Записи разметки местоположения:
-.-.-

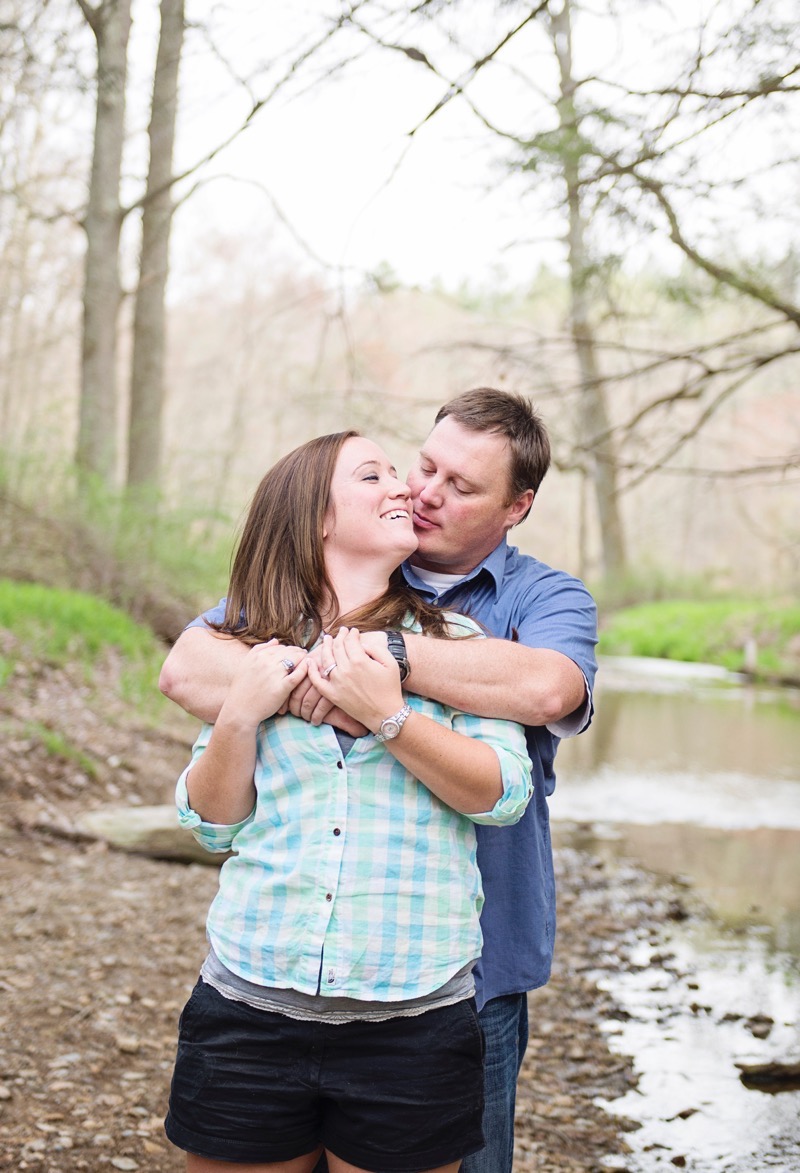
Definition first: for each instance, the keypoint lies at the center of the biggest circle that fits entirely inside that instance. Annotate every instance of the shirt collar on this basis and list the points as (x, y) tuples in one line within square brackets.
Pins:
[(494, 564)]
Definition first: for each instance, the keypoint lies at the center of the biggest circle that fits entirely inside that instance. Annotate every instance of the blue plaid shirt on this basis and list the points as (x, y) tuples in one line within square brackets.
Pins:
[(350, 877)]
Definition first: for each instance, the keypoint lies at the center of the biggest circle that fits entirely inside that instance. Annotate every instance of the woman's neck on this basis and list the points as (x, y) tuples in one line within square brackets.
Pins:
[(356, 587)]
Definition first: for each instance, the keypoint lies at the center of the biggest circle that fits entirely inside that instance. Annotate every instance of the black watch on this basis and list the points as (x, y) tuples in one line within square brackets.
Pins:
[(397, 645)]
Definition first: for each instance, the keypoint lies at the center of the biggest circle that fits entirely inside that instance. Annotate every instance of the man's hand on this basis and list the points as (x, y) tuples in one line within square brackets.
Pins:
[(307, 702)]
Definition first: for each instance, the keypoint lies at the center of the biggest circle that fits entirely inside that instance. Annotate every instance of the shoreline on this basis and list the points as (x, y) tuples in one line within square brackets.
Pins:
[(107, 947), (604, 912)]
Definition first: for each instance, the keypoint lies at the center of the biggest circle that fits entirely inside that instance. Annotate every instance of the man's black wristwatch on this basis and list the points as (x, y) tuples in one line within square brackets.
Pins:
[(397, 645)]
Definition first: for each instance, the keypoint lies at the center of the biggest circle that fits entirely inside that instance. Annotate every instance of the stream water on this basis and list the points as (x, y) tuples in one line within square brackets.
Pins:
[(692, 774)]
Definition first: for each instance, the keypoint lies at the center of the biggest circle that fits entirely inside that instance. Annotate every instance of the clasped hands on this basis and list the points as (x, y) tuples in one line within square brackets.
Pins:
[(356, 695)]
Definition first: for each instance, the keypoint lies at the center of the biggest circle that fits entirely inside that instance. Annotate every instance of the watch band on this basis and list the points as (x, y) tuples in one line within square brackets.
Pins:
[(397, 645), (391, 726)]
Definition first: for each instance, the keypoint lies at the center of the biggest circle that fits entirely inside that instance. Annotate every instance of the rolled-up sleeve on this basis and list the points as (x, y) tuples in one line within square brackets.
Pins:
[(508, 740), (214, 836)]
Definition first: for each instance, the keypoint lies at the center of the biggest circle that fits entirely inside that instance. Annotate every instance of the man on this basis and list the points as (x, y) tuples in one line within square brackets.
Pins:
[(475, 479)]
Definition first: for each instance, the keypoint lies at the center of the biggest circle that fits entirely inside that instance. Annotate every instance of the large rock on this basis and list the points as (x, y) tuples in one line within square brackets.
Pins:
[(151, 831)]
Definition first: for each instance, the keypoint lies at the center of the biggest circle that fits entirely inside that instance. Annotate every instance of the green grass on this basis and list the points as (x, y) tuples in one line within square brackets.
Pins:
[(711, 631), (58, 746), (72, 628)]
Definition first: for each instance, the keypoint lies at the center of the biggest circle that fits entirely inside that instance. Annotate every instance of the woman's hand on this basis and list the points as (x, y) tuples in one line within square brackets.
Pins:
[(364, 680), (263, 683)]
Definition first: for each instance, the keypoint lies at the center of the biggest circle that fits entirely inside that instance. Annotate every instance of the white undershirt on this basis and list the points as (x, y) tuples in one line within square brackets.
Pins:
[(563, 729)]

-.-.-

* [Задание] Перепишите все пункты выше слово в слово, ничего не меняя. Картинки в ответ не включайте.

* [Результат]
Definition first: for each instance, the keypoint lies at the center of the biggest circle that fits entirely inside that instance. Annotate every instance of the shirt collar on this basis and list the points as (x, y) tuples in one line within square brackets.
Pins:
[(494, 564)]
Definition first: for each instance, the keypoint lies at the center of the biggest circle that fits entirely inside that instance. Annotate every instance of the blue plaid shirt on this basis and list the points as (x, y) tuples in one line within square brackets.
Pins:
[(350, 877)]
Definition first: for each instance, the keypoint lies at the center of the biggest circle that fits entirely inside that instance. Annotate every instance of the woman's neck on this basis and list the points as (x, y) tuples in one line within square brackets.
Pins:
[(356, 587)]
Definition first: for each instance, the keypoint lies at the center of the biggest circle that fits entirely inside that instance. Annotate every instance of the black watch on this basis and list the points as (x, y) tuples in one line within square brackets.
Pins:
[(397, 645)]
Definition first: for each instance, the keypoint lies at the center of the biggest circle that fits entirely inside that instance. Annotate every instance of the man's hand on this basis and list the points as (x, y) tuples in one line within square brackets.
Pins:
[(307, 702)]
Definition first: for each instance, the keypoint lies at the center of the biggest circle that fits entirely inside that instance. Annotate every instance of the shoreline on this basis and list the points as (x, y) tuples in one line within square brackets.
Pins:
[(107, 947), (604, 912)]
Definition first: for each instance, the keypoint lies at the center of the biggest circle that fits entirely inside that instance. Annotate every instance of the man's black wristwatch on this basis and list the points as (x, y) tuples in one line within square brackets.
Pins:
[(397, 645)]
Definition first: for each instance, the keypoint lies at the center of the biggest circle that fits entirely inside that instance. Annotate every instance of the stream water on this basis and list the points as (x, y) tuples in one line within square brackets.
Pins:
[(692, 774)]
Definition first: for each instance, the keypoint lies at the center of the biggest circle that fits entirely inside that instance. Annotate every instance of the clasped hands on this basis and list the points as (x, y) tuples in one line within square brackets.
Pins:
[(356, 695)]
Definition first: for each instance, the keypoint lies at the center of the biggest circle that fits entirely inside that instance. Annotate every instance of the watch band on this basis and list the points as (x, y) tuples in one line within square brackets.
Pins:
[(397, 645), (391, 726)]
Definition first: for each instance, the keypoint lies at the center of the biggest circle that fits entirely inside that instance. Annotate every instance of the rolled-up sleeve on this basis and list the points as (x, y) tuples in one line within square brackets.
Pins:
[(508, 740), (214, 836)]
Definition first: for each instance, the keypoint lies at the center of the biggest circle that fits entirely inside that instance. Annotate every instance of the man on this basis and list the points as (x, y) tuples in one line within square brackets.
Pins:
[(475, 479)]
Definition first: for each instance, the keypoint lies at the center of the biggest circle that fits entirely inside that instance. Annotate every instance of the large rock on this basis and list the points as (x, y) tuples in one line within square brackets.
Pins:
[(151, 831)]
Definition first: for each instance, the keypoint lies at the center of the biggest circle that fits entirely inside that instance. Annotate every instance of the green grass on this basis and list the points as (x, y) tuples in one line within square brackets.
Pins:
[(711, 631), (58, 746), (72, 628)]
Definition first: for each instance, the keypoint lies at the center of the biggest circle that fits entirely inside that instance. Annotate every instance of the woman's hand on this basis and list the points as (x, y) tuples in one line within square brackets.
Pins:
[(364, 680), (263, 683)]
Definition first: for each instance, the keypoint lies at the center of the biggest circle that fits entirely inside that instance. Annotate every instance of the white undershirt on this basis and list the points as (x, y) tuples in one line within square brackets.
Pins:
[(563, 729)]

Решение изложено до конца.